Sono Io? van Circus Ronaldo, gezien in De Herbakker. Brief aan Danny en Pepijn.

Gepubliceerd op 26 februari 2024 om 13:05

Beste Danny,
Beste Pepijn,

 

Toen we lazen dat u met de voorstelling Sono Io? naar Eeklo kwam, twijfelden wij niet.  Wij kochten onmiddellijk een kaartje.  Wij kenden uw reputatie.  Die ijzersterke reputatie gaf ons de garantie dat de voorstelling goed zou zijn.  Dat wisten wij met een aan honderd procent grenzende zekerheid.  Sommige gezelschappen kunnen die uitzonderlijke garantie bieden.  U bent één van die zeldzame gezelschappen.  Wij waren er dus gerust op.  U zou ons niet teleurstellen.

 

Vorige vrijdag zaten wij dus in De Herbakker.  Op podium zagen wij iemand in bad.  De vader.  Hij zat te luisteren naar gemaakte opnames van vroegere voorstellingen.  Voorstellingen waarin de vader schitterde.  Da vader luisterde naar het applaus.  Meerdere malen.  Alsof hij verslaafd was aan het applaus.  Alsof hij hunkerde naar dat applaus.  Terwijl de vader zichzelf verloor in die opnames, stapte de zoon binnen.  De verloren zoon.  De zoon, die ooit was weggegaan en nu terugkeerde.  Naar zijn vader.  Onwennigheid trad in.  Bij de vader.  Bij de zoon.
----------
Wat te doen:
Schrijf de brief over de voorstelling Sono Io? van Circus Ronaldo verder, te beginnen na de laatste zin.
----------
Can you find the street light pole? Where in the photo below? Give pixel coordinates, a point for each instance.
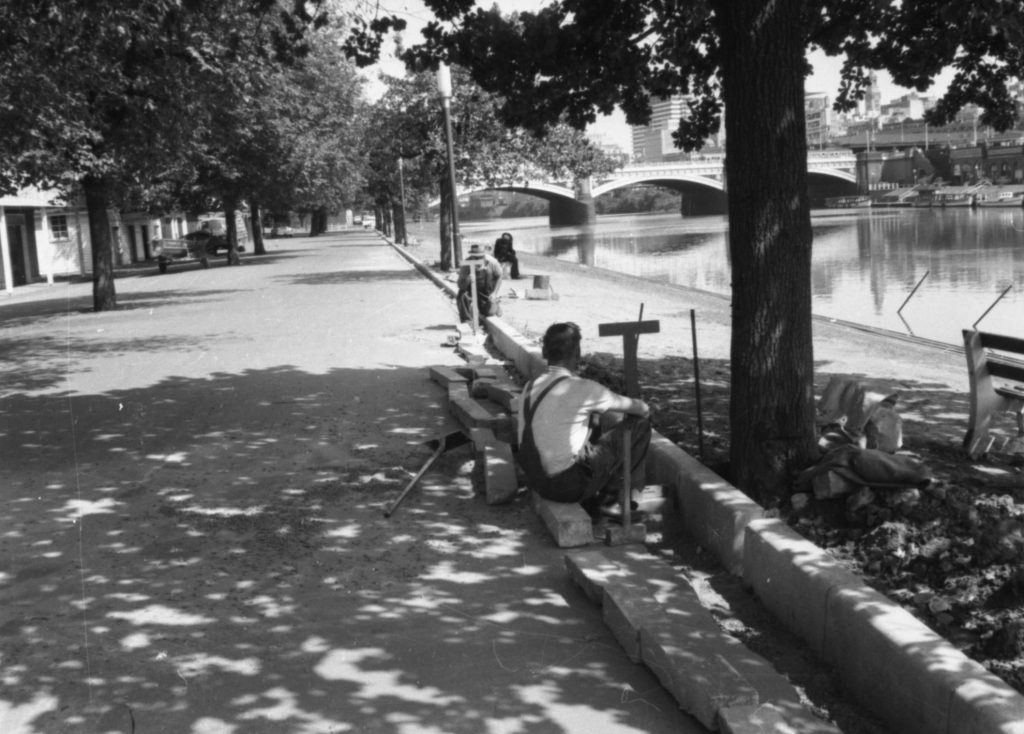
(401, 197)
(444, 89)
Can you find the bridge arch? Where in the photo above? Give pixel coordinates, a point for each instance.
(674, 181)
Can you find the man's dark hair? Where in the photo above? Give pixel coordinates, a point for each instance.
(561, 342)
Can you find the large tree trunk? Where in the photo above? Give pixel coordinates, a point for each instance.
(444, 220)
(256, 218)
(772, 401)
(96, 203)
(230, 206)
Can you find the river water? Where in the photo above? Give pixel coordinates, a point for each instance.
(925, 272)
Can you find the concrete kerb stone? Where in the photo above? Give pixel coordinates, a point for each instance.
(780, 565)
(911, 675)
(913, 678)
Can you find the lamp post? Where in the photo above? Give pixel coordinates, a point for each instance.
(444, 89)
(401, 198)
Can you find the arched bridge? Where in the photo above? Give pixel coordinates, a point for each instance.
(701, 179)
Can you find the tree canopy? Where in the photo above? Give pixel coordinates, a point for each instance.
(103, 94)
(407, 123)
(741, 63)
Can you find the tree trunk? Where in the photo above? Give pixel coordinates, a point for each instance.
(318, 222)
(444, 220)
(231, 230)
(96, 203)
(771, 412)
(400, 235)
(385, 214)
(256, 218)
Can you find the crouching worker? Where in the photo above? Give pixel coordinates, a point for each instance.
(488, 278)
(562, 451)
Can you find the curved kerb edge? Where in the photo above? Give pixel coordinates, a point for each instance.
(893, 663)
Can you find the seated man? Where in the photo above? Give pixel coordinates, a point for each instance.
(563, 460)
(488, 279)
(504, 252)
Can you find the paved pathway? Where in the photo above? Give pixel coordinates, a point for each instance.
(192, 535)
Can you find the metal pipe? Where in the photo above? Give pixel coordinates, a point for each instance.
(696, 381)
(907, 300)
(975, 325)
(444, 88)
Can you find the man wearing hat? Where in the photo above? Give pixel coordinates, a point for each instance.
(505, 253)
(488, 279)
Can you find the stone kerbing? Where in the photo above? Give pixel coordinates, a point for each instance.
(944, 689)
(949, 691)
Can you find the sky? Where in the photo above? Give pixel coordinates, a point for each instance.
(611, 129)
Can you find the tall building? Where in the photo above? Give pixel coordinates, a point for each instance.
(817, 115)
(871, 102)
(652, 142)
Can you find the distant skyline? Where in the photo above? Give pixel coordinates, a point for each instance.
(613, 128)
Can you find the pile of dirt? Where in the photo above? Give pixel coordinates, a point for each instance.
(951, 554)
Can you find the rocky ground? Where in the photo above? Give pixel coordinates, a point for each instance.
(952, 554)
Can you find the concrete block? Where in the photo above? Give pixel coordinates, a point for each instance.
(525, 354)
(714, 512)
(624, 535)
(499, 470)
(568, 523)
(592, 570)
(830, 485)
(485, 372)
(506, 430)
(625, 608)
(772, 719)
(458, 391)
(691, 664)
(878, 647)
(793, 577)
(985, 703)
(445, 376)
(471, 414)
(478, 388)
(504, 394)
(473, 353)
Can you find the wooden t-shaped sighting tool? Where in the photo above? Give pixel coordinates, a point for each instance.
(630, 331)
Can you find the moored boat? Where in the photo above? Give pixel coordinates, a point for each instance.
(848, 202)
(1003, 199)
(955, 200)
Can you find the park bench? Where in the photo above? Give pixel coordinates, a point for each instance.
(995, 368)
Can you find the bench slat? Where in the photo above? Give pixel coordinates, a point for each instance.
(1006, 370)
(1001, 343)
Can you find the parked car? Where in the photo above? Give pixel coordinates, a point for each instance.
(198, 246)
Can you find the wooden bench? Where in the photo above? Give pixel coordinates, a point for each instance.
(995, 366)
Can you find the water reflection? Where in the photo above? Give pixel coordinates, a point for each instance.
(865, 264)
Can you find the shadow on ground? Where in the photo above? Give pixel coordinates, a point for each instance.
(212, 556)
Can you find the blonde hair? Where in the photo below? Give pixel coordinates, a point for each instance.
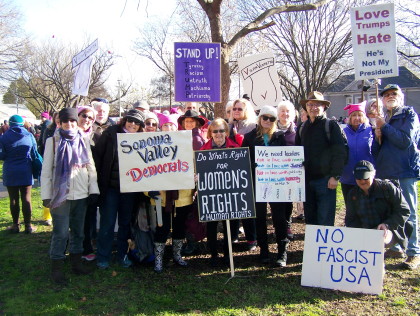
(260, 128)
(249, 113)
(217, 121)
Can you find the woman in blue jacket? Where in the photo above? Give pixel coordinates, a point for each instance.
(15, 149)
(360, 138)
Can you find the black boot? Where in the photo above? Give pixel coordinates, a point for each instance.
(282, 255)
(77, 264)
(57, 273)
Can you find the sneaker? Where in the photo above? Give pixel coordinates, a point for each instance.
(252, 245)
(412, 262)
(394, 254)
(125, 263)
(89, 257)
(289, 234)
(14, 228)
(103, 265)
(29, 229)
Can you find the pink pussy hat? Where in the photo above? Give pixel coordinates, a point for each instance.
(356, 107)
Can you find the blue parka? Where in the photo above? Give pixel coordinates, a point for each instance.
(360, 145)
(15, 149)
(398, 156)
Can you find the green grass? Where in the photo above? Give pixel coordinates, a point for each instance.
(26, 289)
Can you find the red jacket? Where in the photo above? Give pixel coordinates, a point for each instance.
(229, 144)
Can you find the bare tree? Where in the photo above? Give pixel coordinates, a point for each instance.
(12, 41)
(46, 76)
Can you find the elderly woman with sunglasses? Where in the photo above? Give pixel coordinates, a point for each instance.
(217, 134)
(113, 202)
(266, 134)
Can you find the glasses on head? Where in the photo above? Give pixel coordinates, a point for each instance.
(66, 121)
(101, 100)
(130, 120)
(265, 118)
(386, 95)
(85, 116)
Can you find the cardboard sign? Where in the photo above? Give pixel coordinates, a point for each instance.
(279, 175)
(224, 184)
(342, 258)
(155, 161)
(260, 79)
(197, 72)
(374, 41)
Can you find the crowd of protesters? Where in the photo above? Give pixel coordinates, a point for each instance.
(80, 175)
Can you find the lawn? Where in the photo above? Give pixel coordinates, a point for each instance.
(26, 289)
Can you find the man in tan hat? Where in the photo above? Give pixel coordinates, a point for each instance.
(325, 149)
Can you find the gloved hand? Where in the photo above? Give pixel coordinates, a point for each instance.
(93, 199)
(154, 194)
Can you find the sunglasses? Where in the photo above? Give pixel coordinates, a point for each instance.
(66, 121)
(386, 95)
(101, 100)
(265, 118)
(130, 120)
(85, 116)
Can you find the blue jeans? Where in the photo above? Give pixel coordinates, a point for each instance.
(114, 203)
(409, 191)
(320, 203)
(69, 215)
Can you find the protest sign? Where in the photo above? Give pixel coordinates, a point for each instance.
(83, 62)
(260, 79)
(224, 184)
(279, 175)
(342, 258)
(197, 72)
(155, 161)
(374, 41)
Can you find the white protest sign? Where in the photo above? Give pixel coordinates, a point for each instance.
(342, 258)
(374, 41)
(155, 161)
(260, 79)
(279, 175)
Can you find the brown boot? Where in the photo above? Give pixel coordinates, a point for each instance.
(77, 264)
(57, 272)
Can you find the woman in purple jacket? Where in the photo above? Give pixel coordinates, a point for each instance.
(360, 138)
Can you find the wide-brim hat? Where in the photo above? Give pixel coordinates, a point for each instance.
(192, 114)
(315, 96)
(391, 86)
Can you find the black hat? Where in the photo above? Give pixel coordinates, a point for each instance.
(391, 86)
(136, 115)
(363, 170)
(192, 114)
(67, 114)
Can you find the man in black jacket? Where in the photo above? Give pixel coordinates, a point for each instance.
(378, 204)
(325, 149)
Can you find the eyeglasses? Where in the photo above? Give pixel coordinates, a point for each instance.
(101, 100)
(66, 121)
(85, 116)
(386, 95)
(130, 120)
(265, 118)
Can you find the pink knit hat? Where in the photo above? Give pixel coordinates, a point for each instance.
(356, 107)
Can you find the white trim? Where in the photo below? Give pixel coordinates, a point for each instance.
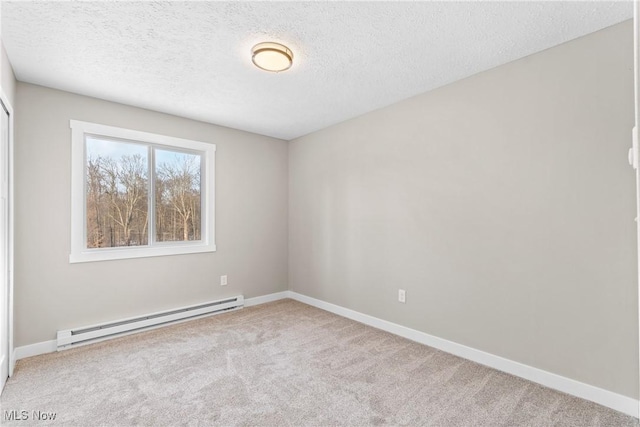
----------
Eindresultaat:
Dat was de inleiding.  Een inleiding die elk verhaal nodig heeft.  Nu kon het verhaal verder.  Wij hadden zonet kennisgemaakt met de protagonisten.  Nu konden wij ons richten op het verdere verloop van het verhaal.  Meteen herkennen wij het unieke van uw gezelschap.  U weet een verhaal te brengen zonder woorden.  Jawel, u brabbelt een broebeltaaltje.  Nauwelijks verstaanbaar.  Maar de enkele kernwoorden, nodig voor een goed begrip van het verhaal, weet u duidelijk te plaatsen.  Wij pikken die op.  Die enkele woorden kluisteren ons vast.  Die enkele woorden binden ons aan u.  Wij kunnen niet meer loslaten.  Wij zijn in de ban.  Wij zijn in uw greep.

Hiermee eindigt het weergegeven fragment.